Only the lines from the one containing "Target: license plate" through the final line of the material below should be output, exactly as they stand.
========================
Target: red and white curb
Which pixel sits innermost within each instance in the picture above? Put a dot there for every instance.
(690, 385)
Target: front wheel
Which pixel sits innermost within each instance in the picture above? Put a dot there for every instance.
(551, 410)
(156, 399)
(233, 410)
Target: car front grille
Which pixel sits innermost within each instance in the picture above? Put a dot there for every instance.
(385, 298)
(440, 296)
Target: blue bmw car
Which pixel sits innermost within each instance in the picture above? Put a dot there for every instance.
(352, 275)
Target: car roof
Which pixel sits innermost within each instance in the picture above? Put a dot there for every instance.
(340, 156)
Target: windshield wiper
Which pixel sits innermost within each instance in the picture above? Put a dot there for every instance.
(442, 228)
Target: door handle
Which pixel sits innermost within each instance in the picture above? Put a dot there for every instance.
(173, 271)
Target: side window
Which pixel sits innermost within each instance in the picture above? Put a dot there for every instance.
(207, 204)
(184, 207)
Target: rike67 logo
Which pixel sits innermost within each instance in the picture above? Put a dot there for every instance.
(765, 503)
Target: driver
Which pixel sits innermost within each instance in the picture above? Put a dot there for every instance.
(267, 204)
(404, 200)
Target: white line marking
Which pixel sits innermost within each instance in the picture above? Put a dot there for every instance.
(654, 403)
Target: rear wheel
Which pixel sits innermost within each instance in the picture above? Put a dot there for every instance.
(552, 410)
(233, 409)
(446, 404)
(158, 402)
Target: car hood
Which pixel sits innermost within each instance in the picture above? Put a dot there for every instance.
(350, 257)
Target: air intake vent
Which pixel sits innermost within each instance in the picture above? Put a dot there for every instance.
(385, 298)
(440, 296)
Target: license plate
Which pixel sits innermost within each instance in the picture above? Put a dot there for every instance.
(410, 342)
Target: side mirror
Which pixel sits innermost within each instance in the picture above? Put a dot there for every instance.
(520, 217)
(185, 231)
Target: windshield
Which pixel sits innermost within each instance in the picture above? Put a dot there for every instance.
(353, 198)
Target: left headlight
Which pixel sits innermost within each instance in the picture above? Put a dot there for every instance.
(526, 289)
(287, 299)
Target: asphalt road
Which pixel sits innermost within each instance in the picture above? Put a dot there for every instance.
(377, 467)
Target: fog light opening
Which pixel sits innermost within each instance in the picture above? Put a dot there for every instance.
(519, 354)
========================
- ANSWER IN FULL:
Target: license plate
Which pixel sits innermost within each instance in the picture above? Put a dot there for every instance.
(410, 342)
Target: side mirror
Which pixel sits innermost within each instance in the picture above? Put a dot there for every instance.
(520, 217)
(185, 231)
Target: windshield
Which pixel sits innermost within each instance in the picture above? Put a dot there for every instance.
(353, 198)
Target: left headlight
Which pixel sits innermost within each instance in the picture above? Put a dot there for every instance.
(526, 289)
(287, 299)
Target: asphalt road
Which pixel sits innermost within each instance in the picture above? Put a dot there for every instance.
(377, 467)
Target: fog light opening
Which pixel sits innermost within each instance in the picture above? Put a dot there for every instance.
(519, 354)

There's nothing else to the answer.